Task inputs START

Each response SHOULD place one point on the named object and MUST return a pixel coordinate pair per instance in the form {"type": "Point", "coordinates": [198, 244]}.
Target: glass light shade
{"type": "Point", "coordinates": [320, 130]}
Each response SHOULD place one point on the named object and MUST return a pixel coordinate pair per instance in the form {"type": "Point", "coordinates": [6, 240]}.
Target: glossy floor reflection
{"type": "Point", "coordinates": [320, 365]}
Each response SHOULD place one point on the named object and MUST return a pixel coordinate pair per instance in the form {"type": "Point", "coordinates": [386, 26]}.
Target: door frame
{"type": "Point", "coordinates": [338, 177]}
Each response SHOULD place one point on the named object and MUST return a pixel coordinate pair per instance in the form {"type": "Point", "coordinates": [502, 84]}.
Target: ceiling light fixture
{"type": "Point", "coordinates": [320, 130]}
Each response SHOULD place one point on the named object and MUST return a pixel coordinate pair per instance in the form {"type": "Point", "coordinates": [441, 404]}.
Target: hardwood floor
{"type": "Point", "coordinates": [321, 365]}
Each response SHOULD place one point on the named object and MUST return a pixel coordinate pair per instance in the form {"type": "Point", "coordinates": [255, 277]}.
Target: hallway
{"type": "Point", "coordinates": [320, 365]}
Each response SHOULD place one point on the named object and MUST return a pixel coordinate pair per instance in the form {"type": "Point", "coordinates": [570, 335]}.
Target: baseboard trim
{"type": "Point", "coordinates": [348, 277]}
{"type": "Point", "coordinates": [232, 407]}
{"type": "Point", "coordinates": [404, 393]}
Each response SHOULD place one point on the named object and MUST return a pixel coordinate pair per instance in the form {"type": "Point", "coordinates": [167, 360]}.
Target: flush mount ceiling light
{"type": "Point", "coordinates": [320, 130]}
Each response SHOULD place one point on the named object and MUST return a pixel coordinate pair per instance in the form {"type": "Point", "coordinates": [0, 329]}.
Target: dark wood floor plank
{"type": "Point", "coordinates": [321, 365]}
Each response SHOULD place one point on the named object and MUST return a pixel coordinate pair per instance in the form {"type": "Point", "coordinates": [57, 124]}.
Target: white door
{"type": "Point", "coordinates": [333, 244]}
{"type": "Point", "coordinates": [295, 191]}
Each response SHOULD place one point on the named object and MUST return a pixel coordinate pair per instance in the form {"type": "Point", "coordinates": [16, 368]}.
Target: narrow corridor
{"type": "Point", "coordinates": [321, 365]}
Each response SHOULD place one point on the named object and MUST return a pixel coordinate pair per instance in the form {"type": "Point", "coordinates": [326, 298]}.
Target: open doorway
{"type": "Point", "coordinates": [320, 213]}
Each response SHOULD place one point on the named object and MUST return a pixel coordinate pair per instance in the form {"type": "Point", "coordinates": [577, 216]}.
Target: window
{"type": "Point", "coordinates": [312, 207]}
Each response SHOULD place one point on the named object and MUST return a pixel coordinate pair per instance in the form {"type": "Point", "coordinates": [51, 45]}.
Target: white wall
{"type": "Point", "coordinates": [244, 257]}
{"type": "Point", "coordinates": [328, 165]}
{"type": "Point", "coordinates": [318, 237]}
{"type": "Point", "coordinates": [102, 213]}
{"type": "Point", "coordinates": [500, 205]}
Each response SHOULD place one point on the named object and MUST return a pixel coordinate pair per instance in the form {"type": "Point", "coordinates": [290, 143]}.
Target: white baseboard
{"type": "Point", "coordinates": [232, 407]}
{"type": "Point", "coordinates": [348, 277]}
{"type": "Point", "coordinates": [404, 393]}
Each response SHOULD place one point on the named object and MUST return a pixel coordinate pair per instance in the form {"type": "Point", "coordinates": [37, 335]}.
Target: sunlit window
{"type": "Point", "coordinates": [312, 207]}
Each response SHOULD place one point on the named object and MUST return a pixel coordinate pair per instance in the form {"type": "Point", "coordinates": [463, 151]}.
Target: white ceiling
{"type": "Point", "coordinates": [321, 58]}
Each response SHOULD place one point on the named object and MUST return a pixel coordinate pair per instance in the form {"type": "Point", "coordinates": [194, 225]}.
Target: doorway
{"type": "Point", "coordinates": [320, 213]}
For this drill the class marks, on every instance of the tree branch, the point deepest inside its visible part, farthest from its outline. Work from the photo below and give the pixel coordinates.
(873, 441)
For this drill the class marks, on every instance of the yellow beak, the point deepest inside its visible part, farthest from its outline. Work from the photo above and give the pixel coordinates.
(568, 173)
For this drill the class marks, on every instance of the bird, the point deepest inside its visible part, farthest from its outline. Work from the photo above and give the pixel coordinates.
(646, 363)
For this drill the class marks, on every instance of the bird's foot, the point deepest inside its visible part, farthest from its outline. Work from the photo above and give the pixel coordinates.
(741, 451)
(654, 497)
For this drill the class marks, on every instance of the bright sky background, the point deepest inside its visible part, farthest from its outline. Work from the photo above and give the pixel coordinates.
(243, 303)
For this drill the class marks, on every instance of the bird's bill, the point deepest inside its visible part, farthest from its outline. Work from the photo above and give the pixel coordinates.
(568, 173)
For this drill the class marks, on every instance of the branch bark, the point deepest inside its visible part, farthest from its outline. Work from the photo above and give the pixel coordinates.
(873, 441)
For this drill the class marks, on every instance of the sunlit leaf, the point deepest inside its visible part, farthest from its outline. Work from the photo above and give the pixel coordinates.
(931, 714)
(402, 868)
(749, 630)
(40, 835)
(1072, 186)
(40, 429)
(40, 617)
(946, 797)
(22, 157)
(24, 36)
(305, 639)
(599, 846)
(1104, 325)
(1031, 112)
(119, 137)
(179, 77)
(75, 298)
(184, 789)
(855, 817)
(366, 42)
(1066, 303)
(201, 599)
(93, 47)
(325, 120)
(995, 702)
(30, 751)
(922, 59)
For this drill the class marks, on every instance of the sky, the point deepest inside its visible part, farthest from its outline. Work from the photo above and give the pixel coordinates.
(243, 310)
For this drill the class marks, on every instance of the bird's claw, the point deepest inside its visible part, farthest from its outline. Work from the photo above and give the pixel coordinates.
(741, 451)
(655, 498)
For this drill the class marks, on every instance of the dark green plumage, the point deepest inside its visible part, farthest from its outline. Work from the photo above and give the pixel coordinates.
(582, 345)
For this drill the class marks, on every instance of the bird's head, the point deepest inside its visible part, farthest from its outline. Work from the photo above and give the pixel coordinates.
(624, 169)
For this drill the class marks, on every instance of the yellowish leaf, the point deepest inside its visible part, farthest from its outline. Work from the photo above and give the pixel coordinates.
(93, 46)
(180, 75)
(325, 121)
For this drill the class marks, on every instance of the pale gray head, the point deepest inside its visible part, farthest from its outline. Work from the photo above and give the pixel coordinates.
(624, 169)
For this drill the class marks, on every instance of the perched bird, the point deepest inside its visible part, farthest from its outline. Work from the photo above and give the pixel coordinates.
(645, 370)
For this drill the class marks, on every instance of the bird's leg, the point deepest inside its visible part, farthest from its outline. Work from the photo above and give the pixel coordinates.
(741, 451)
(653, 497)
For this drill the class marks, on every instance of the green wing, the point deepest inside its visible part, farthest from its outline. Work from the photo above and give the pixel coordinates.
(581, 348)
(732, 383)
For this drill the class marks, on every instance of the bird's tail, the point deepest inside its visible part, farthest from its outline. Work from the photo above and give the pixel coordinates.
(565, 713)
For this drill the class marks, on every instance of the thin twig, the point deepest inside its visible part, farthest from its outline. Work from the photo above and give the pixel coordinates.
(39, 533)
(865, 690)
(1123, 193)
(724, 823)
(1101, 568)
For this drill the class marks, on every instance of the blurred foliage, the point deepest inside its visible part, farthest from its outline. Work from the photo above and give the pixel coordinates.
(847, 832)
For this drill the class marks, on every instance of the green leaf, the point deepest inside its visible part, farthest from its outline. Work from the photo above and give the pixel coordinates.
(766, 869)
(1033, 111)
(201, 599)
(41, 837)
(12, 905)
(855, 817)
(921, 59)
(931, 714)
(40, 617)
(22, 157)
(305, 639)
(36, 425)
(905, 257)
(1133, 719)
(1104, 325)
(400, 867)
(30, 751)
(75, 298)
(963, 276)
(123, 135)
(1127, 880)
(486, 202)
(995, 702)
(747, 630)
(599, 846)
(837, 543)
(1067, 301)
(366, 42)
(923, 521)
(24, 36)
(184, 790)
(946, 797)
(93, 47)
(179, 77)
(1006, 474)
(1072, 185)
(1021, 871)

Task inputs END

*Work request*
In the listing above, find the line with "green wing, the", then copy it and every later line exactly, through the last line, and nothing else.

*Result for this exercise*
For this drill the class marks, on every instance of the green wing, the point deepest inside its visible part, farthest from its outline. Work from the photo above and give the pixel coordinates.
(581, 348)
(732, 383)
For this drill the class marks, on every instance of the bird's tail, the point deepest inside its visible part, farthest from its outline. Work from the photo above and give the pixel coordinates.
(565, 713)
For this drill the class marks, on every instance of the thin twig, the point deepest inside its visible part, farthest from its outline. Work from the photo above and give the pixel coordinates.
(39, 533)
(865, 690)
(1123, 193)
(724, 823)
(1101, 568)
For this drill the class marks, on every instance of the blurred foliage, the point deepest inside its visible part, farthest from its outline. Work from the photo above and give the pixel coordinates.
(847, 832)
For this drill the class marks, on every instance of the green leaf, the point deepest inside its visible part, farthest from its outline. Work from the photo above and give the pixel coordinates.
(766, 869)
(1033, 111)
(201, 599)
(41, 837)
(12, 905)
(855, 817)
(921, 59)
(931, 714)
(40, 617)
(22, 157)
(305, 639)
(36, 425)
(905, 257)
(1133, 719)
(1104, 325)
(400, 867)
(30, 751)
(75, 298)
(963, 276)
(123, 135)
(1127, 880)
(486, 202)
(995, 702)
(747, 630)
(599, 846)
(837, 543)
(1067, 301)
(366, 42)
(923, 521)
(24, 36)
(184, 790)
(946, 797)
(93, 47)
(179, 77)
(1006, 474)
(1072, 185)
(1021, 871)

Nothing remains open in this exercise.